_TASK DETAILS_. Tally the lines in the listing below that contain the string "foreground". Reply with the number alone.

_Data extracted from a collection_.
%%
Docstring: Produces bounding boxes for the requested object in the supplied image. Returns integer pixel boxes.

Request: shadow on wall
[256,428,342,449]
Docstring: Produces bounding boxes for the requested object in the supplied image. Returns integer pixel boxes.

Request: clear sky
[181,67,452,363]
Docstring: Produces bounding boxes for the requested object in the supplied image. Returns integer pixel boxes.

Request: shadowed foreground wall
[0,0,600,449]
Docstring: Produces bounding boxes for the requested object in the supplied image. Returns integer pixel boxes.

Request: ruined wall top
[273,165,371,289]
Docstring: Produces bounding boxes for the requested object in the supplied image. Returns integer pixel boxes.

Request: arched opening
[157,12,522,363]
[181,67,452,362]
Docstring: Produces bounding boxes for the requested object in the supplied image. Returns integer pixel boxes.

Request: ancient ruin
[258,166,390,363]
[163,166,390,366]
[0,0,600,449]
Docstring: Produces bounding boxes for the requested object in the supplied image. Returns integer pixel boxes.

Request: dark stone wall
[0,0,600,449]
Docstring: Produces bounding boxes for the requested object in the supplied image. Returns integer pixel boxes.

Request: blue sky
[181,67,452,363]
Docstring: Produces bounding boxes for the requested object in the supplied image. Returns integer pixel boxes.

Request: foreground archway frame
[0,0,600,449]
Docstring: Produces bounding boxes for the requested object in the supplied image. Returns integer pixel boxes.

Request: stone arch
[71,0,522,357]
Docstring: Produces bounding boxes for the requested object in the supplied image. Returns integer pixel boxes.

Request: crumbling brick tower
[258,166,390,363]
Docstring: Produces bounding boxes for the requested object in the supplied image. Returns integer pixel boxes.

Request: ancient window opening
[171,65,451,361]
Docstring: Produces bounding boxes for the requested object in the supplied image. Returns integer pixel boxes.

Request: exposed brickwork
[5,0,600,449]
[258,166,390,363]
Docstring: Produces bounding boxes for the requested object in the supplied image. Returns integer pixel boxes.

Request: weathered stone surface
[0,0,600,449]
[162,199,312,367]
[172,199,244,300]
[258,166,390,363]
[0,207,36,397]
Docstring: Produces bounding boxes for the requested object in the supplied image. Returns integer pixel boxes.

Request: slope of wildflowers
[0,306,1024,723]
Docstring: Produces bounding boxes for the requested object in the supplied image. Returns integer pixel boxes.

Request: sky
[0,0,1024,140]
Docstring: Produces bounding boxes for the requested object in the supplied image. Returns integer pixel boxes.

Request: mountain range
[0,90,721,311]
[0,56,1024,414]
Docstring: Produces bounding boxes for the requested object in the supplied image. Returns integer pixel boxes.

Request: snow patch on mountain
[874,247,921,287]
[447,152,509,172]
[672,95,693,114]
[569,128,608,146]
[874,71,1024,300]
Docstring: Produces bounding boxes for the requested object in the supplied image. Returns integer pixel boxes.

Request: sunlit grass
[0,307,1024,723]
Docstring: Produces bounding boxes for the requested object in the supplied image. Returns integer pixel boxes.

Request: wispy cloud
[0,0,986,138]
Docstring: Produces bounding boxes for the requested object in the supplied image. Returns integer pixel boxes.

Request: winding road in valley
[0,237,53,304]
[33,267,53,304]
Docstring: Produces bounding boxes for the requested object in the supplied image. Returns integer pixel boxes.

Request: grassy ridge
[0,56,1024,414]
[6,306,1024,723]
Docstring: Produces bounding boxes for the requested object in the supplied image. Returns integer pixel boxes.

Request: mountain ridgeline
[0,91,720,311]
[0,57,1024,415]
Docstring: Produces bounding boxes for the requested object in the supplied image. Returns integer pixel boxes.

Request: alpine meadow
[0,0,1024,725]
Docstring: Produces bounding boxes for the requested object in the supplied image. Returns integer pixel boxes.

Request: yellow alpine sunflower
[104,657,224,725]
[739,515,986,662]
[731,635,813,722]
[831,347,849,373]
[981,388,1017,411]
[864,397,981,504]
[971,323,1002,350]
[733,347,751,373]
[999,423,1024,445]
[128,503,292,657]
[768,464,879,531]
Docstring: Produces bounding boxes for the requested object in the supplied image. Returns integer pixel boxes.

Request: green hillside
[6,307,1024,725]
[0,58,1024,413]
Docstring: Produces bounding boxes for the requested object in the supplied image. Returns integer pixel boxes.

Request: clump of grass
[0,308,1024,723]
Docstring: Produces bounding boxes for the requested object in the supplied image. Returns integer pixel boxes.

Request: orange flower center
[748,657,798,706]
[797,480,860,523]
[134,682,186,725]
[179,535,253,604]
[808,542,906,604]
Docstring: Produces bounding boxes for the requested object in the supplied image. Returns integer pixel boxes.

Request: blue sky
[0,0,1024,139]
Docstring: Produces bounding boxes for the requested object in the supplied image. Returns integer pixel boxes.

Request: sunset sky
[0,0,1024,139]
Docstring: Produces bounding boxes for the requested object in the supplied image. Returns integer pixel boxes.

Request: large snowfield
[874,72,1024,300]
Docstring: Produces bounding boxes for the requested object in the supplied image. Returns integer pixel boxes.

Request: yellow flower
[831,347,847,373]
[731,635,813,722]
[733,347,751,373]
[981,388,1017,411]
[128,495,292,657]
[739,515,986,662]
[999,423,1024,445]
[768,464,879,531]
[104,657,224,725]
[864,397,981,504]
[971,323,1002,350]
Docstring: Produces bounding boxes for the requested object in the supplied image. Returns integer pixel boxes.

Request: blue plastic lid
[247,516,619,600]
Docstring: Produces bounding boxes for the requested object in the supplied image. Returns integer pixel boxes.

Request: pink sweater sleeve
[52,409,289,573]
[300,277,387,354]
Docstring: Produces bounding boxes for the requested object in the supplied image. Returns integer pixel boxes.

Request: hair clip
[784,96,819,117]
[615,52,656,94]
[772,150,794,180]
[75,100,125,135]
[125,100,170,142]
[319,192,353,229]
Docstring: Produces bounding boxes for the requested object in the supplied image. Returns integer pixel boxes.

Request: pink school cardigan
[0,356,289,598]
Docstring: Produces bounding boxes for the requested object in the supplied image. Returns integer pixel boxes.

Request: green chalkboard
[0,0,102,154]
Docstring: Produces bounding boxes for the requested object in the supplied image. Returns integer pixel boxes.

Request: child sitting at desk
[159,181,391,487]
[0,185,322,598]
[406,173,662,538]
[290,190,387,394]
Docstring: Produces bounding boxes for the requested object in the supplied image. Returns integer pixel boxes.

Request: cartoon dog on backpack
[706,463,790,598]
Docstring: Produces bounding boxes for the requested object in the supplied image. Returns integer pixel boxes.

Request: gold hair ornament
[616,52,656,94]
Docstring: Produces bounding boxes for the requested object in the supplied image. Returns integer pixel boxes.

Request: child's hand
%%
_WRITTEN REPLY_. 2